ISTRUZIONI E REQUISITI: Puoi riportare le righe di tutte le voci qui sotto in una tabella Markdown con le colonne «N.» e «Riga», tralasciando le righe vuote e le immagini?

DATI DI PARTENZA:

****

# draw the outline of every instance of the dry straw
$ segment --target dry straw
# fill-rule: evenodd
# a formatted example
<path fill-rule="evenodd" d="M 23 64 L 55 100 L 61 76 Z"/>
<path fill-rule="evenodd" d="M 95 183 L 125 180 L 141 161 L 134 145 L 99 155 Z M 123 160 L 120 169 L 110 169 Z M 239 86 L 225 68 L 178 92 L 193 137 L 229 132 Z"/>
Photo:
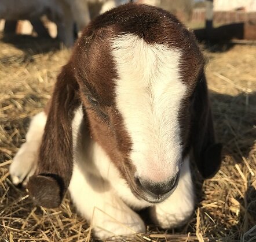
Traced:
<path fill-rule="evenodd" d="M 58 209 L 36 207 L 9 176 L 30 118 L 47 102 L 70 54 L 50 44 L 20 37 L 0 42 L 0 241 L 96 240 L 68 194 Z M 256 47 L 237 45 L 205 54 L 217 137 L 224 144 L 221 170 L 211 179 L 195 182 L 198 209 L 182 228 L 151 226 L 145 234 L 118 240 L 256 241 Z"/>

****

RISULTATO:
| N. | Riga |
|---|---|
| 1 | # draw the outline of every instance of the dry straw |
| 2 | $ segment --target dry straw |
| 3 | # fill-rule: evenodd |
| 4 | # a formatted example |
| 5 | <path fill-rule="evenodd" d="M 23 64 L 55 100 L 61 76 Z"/> |
| 6 | <path fill-rule="evenodd" d="M 95 183 L 125 180 L 141 161 L 134 145 L 99 155 Z M 123 160 L 120 169 L 110 169 Z M 239 86 L 225 68 L 178 92 L 193 137 L 229 132 Z"/> |
| 7 | Photo: |
| 8 | Traced: |
| 9 | <path fill-rule="evenodd" d="M 58 209 L 36 207 L 9 176 L 30 118 L 47 102 L 70 54 L 50 44 L 20 37 L 0 42 L 0 241 L 96 240 L 68 194 Z M 256 47 L 237 45 L 205 54 L 217 137 L 224 144 L 221 170 L 211 179 L 195 182 L 198 209 L 182 228 L 151 226 L 145 234 L 118 240 L 256 241 Z"/> |